_The tasks_
• a. Rewrite the dataset passage starting at "To further validate" and ending at "samples for validation.", replacing "comprehensive" with "full".
• b. List every behavioral label that the dataset passage names for NuDynamics.

_Text_
To further validate the generalization and effectiveness of our proposed Spatio-Temporal Latent CoT, we extend our evaluation to the nuScenes dataset(Caesar et al., [2020](https://arxiv.org/html/2603.01928#bib.bib93 "Nuscenes: a multimodal dataset for autonomous driving")). This large-scale benchmark comprises 1,000 complex driving scenarios, each spanning approximately 20 seconds. The data is captured via a comprehensive sensor suite, featuring a 32-beam LiDAR and six surrounding cameras that provide a 360-degree field of view. For our experiments, we utilize the standard split containing 28,130 samples for training and 6,019 samples for validation.

### C.2 NuDynamics

NuDynamics is constructed upon the SURDS dataset with the goal of evaluating dynamic scene understanding capabilities. We select clearly visible targets from the NuScenes dataset and utilize Qwen2.5-VL-32B (Bai et al., [2025](https://arxiv.org/html/2603.01928#bib.bib78 "Qwen2. 5-vl technical report")) to generate concise descriptions. Behavioral labels, including stopped crossing, moving in the same direction, moving in the opposite direction, and diagonal movement, are derived by mapping native annotations from the nuScenes dataset. The dataset comprises 4K training samples and 1K evaluation samples, and a prompt example is illustrated in Figure[14](https://arxiv.org/html/2603.01928#A5.F14 "Figure 14 ‣ Appendix E Visualization Analysis ‣ LaST-VLA: Thinking in Latent Spatio-Temporal Space for Vision-Language-Action in Autonomous Driving").

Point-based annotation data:
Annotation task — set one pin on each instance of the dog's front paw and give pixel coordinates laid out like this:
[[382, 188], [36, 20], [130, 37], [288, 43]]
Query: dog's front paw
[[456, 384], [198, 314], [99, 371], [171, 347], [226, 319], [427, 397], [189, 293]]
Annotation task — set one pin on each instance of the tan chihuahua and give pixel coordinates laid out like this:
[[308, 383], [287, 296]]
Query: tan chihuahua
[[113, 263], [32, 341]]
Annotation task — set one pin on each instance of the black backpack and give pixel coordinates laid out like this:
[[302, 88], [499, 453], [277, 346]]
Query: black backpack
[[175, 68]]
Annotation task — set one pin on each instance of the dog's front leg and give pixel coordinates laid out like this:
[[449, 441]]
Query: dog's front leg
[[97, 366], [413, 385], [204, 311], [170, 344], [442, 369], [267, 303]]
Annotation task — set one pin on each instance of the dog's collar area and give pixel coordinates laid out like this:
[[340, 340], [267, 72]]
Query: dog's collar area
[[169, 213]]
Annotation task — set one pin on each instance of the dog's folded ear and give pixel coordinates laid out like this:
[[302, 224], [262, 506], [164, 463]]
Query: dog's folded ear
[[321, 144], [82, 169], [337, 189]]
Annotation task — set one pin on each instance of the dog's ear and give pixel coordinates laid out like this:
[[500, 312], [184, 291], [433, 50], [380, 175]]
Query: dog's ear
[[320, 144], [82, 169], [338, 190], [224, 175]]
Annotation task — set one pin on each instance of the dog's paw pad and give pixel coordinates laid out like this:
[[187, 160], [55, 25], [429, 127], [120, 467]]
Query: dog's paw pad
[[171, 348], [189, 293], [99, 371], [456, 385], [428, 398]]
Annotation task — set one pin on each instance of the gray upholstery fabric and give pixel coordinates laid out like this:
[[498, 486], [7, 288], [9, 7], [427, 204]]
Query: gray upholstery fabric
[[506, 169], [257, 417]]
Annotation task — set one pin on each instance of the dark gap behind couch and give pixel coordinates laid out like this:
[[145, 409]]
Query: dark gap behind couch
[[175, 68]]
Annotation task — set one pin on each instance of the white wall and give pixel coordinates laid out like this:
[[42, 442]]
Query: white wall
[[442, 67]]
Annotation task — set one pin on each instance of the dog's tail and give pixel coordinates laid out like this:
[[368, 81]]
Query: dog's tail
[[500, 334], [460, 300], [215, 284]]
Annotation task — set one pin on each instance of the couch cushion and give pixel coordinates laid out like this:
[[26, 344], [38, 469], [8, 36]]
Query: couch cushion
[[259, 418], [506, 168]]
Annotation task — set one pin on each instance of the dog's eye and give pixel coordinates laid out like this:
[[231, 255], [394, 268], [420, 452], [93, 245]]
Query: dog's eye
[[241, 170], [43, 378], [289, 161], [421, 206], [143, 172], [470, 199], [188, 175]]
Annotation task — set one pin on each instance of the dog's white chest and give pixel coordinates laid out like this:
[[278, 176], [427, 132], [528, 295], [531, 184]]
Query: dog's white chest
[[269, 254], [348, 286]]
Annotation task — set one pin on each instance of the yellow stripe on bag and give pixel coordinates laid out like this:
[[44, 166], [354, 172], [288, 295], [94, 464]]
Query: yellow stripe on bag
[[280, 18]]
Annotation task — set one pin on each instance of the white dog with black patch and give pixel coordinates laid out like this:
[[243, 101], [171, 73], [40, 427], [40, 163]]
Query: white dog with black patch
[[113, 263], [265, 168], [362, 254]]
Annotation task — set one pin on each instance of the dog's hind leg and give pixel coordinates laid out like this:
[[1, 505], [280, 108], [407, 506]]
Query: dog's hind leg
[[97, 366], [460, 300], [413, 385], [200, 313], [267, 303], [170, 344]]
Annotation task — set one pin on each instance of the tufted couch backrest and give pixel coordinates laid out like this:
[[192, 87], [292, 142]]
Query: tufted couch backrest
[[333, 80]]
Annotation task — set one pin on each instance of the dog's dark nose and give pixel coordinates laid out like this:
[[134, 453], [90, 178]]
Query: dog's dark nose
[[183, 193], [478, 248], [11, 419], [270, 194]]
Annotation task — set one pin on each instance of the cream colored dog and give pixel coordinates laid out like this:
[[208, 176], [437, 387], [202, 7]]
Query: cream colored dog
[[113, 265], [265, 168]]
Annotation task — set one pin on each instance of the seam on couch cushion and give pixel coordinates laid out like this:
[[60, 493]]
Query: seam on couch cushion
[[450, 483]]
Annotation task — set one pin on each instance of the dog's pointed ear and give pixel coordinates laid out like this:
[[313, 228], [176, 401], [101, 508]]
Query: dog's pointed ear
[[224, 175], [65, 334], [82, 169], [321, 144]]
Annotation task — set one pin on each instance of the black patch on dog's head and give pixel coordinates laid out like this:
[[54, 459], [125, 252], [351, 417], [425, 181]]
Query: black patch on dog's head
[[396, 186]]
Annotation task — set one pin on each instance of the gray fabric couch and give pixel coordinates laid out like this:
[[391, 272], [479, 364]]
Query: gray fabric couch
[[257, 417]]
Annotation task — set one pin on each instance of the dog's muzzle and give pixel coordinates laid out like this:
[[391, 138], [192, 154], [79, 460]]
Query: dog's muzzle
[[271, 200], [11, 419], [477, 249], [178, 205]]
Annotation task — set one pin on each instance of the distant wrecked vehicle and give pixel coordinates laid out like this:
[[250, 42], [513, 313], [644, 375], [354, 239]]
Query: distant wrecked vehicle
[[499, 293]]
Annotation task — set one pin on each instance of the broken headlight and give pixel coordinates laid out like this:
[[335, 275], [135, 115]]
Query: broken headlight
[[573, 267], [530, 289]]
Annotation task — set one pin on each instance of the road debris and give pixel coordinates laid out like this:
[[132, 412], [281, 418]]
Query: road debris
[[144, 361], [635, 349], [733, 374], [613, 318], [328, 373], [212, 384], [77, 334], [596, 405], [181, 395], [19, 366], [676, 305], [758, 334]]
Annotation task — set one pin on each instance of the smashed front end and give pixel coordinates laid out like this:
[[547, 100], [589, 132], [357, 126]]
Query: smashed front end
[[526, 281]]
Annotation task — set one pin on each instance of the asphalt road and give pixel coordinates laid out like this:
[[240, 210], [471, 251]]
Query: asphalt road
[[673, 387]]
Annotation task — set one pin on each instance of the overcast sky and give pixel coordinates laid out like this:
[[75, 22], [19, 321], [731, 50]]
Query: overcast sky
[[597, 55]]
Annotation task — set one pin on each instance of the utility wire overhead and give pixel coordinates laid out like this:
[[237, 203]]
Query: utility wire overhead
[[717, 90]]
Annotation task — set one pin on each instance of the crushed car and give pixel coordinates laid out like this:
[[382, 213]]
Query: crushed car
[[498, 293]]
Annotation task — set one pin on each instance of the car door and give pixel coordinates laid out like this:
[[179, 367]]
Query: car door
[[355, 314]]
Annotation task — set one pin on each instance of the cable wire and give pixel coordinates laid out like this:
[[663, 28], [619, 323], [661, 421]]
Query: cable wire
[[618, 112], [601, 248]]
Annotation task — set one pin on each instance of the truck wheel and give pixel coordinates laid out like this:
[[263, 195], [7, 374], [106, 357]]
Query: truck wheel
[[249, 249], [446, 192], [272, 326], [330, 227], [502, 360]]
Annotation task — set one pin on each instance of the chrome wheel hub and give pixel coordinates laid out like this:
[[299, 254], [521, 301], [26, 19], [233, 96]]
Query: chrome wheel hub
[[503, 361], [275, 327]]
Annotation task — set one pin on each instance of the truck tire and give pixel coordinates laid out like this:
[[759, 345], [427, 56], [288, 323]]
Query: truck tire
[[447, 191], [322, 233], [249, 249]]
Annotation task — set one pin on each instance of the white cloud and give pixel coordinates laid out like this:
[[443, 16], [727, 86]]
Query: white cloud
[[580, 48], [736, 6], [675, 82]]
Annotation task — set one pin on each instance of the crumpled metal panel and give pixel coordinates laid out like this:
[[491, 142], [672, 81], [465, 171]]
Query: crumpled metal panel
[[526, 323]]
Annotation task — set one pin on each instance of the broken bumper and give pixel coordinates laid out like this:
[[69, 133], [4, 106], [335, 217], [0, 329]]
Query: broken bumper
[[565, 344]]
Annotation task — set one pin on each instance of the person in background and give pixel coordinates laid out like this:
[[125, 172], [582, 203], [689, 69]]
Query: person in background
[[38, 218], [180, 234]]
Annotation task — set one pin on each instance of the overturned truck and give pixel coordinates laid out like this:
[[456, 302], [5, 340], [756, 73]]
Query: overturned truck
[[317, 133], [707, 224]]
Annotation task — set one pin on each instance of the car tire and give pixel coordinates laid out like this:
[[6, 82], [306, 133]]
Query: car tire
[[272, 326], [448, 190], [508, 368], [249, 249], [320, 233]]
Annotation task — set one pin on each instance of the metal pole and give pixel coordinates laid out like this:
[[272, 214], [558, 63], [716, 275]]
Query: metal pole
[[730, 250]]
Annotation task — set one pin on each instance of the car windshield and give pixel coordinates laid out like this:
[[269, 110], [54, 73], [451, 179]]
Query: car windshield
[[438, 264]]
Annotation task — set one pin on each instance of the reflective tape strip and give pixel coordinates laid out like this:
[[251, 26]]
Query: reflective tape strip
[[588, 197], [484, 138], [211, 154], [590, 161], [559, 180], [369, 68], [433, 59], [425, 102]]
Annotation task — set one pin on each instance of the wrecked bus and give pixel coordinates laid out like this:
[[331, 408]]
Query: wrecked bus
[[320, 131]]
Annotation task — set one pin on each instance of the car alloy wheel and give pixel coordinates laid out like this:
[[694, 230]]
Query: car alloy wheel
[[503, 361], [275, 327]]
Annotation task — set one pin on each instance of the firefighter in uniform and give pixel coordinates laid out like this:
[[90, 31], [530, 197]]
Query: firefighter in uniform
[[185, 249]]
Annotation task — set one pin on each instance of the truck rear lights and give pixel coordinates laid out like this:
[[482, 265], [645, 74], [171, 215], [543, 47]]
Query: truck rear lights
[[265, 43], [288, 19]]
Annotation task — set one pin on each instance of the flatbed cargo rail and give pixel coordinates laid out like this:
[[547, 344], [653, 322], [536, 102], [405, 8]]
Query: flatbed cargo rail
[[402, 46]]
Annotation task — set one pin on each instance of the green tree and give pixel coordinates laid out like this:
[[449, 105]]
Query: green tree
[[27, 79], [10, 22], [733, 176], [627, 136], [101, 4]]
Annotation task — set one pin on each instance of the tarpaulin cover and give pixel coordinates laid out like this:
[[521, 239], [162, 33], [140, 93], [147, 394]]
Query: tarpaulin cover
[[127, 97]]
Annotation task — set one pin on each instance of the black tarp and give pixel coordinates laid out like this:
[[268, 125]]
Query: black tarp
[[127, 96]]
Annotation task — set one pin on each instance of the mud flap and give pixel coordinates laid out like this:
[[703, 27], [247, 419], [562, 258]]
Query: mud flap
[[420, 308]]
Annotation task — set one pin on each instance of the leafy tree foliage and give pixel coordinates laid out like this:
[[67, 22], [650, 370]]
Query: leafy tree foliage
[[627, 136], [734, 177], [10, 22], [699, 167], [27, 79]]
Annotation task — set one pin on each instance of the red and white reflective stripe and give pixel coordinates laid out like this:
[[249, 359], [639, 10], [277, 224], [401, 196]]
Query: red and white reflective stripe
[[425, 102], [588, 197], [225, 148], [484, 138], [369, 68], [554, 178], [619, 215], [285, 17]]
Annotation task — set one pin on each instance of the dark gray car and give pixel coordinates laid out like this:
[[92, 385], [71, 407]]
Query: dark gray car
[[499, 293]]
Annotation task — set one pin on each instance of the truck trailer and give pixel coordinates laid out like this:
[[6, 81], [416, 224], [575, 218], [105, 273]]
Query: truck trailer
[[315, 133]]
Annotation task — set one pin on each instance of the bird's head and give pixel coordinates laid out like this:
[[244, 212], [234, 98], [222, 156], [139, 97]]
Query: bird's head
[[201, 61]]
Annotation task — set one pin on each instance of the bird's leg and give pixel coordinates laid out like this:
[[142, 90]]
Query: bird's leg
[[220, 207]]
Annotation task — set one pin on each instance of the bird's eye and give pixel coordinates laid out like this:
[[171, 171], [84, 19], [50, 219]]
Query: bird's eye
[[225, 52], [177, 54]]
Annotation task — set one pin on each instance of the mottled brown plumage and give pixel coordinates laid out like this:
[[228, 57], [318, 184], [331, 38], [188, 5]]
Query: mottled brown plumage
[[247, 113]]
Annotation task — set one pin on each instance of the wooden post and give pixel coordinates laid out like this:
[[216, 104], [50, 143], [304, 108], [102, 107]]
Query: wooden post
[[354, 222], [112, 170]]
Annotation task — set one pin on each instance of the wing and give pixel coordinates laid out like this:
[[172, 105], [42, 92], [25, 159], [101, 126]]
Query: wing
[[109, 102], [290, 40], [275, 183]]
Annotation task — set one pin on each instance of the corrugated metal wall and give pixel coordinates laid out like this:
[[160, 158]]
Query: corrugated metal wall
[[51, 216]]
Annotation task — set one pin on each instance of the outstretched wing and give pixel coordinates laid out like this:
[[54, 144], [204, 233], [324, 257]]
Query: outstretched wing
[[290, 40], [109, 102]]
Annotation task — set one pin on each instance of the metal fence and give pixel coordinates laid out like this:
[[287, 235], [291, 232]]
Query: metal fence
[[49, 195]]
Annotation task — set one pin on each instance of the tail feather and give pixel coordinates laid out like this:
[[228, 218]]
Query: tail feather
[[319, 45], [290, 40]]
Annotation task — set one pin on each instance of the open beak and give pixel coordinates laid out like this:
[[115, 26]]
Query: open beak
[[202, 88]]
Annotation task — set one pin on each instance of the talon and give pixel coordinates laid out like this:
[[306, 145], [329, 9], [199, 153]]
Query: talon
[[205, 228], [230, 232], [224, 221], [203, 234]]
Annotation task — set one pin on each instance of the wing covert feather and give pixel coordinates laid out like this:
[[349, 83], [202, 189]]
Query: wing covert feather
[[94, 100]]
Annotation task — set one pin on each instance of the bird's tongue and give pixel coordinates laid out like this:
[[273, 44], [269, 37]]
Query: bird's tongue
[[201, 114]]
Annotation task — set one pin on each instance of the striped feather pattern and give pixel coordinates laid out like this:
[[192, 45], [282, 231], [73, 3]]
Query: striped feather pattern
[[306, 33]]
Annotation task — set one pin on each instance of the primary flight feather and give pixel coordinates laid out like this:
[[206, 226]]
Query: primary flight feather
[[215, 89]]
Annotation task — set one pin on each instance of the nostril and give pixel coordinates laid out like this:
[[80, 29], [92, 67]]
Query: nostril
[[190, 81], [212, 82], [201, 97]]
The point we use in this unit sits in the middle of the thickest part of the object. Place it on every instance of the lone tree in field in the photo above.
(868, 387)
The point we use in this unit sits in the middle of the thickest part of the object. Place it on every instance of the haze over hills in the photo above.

_Solutions for each task_
• a.
To further validate the generalization and effectiveness of our proposed Spatio-Temporal Latent CoT, we extend our evaluation to the nuScenes dataset(Caesar et al., [2020](https://arxiv.org/html/2603.01928#bib.bib93 "Nuscenes: a multimodal dataset for autonomous driving")). This large-scale benchmark comprises 1,000 complex driving scenarios, each spanning approximately 20 seconds. The data is captured via a full sensor suite, featuring a 32-beam LiDAR and six surrounding cameras that provide a 360-degree field of view. For our experiments, we utilize the standard split containing 28,130 samples for training and 6,019 samples for validation.

• b.
- stopped crossing
- moving in the same direction
- moving in the opposite direction
- diagonal movement